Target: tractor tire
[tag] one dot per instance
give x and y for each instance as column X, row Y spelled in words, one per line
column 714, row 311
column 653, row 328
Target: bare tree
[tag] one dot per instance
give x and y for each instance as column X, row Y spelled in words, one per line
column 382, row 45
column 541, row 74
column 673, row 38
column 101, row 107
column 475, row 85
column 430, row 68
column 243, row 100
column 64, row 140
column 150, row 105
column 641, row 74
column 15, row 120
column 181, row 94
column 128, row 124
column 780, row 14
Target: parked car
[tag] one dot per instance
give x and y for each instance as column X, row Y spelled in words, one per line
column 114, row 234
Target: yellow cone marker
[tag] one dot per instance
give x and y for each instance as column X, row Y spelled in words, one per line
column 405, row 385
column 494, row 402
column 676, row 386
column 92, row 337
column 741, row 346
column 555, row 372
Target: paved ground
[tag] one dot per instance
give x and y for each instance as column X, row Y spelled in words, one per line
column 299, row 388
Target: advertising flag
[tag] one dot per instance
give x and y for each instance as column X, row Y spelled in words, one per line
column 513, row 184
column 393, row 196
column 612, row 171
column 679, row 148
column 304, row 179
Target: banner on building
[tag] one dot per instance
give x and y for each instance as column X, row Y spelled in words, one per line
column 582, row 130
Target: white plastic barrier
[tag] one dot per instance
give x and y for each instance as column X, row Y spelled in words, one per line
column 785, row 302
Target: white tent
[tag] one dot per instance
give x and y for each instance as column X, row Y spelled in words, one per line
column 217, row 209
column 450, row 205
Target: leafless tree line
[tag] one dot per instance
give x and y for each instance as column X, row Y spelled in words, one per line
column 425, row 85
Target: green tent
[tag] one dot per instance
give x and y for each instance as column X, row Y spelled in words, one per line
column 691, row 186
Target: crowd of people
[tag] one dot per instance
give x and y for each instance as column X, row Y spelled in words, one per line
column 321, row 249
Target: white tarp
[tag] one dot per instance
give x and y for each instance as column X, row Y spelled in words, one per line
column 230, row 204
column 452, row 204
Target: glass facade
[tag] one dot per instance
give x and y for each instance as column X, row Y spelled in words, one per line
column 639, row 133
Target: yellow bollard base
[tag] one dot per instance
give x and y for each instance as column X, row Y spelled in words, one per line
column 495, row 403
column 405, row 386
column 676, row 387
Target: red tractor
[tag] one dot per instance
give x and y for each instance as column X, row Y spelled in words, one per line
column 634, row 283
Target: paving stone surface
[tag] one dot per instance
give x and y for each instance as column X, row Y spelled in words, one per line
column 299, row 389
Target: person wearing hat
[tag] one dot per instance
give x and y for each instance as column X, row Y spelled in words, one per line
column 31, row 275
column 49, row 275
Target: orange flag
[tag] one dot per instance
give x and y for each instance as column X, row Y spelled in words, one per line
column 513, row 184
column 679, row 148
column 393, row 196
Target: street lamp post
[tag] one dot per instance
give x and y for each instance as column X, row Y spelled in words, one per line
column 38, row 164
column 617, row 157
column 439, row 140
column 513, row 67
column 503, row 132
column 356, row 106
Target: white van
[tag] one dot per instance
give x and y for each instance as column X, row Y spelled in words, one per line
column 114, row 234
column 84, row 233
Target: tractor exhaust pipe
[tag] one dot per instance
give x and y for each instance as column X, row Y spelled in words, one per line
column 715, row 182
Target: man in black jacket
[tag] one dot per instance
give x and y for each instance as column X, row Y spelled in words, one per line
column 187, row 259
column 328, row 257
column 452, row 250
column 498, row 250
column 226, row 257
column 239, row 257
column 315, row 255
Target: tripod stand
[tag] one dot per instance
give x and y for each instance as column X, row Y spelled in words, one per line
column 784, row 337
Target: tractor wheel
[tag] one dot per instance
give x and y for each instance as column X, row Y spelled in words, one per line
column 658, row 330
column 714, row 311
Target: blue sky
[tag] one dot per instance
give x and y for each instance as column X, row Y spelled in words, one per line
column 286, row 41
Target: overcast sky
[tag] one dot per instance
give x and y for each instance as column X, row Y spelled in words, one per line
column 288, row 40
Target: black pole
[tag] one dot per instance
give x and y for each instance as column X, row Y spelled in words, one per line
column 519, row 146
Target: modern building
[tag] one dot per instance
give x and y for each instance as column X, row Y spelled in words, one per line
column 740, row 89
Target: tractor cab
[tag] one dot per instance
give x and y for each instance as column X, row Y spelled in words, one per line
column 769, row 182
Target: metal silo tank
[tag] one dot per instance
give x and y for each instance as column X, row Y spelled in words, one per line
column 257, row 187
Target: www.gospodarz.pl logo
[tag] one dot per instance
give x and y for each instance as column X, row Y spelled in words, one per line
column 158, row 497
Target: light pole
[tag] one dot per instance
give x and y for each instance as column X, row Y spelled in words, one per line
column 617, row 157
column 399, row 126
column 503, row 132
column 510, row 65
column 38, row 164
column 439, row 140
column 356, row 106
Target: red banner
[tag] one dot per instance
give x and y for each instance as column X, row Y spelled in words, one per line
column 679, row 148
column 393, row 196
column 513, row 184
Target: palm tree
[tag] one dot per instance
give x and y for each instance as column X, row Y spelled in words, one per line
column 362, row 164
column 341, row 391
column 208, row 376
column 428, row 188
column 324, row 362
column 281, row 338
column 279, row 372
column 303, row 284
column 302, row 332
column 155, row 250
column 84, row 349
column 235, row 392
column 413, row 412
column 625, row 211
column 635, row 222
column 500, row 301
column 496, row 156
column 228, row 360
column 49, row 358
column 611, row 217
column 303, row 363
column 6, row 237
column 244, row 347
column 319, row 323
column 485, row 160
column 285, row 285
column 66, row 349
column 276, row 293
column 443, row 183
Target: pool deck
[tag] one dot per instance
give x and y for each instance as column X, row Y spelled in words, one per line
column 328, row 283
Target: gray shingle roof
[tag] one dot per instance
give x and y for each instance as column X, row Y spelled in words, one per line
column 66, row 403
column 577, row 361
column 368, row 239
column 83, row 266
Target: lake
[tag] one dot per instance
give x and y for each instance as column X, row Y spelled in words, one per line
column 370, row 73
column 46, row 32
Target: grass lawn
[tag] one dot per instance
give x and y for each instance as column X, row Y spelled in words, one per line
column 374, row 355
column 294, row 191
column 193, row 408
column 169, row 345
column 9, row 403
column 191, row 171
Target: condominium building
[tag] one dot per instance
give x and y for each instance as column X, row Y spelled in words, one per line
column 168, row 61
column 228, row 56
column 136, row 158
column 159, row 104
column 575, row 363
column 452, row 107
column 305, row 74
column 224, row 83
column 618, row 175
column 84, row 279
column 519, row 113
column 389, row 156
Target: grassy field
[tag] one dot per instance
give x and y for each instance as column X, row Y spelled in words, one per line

> _Description of the task_
Write out, word for word, the lines of the records that run from the line containing "Target: yellow bollard base" up to and including the line containing "column 634, row 283".

> _Task response_
Target: yellow bollard base
[tag] one dot per instance
give x and y for each instance as column X, row Y spelled in words, one per line
column 495, row 403
column 405, row 386
column 676, row 387
Target: red tractor
[tag] one dot per instance
give x and y for each instance as column X, row Y spelled in words, one per line
column 634, row 283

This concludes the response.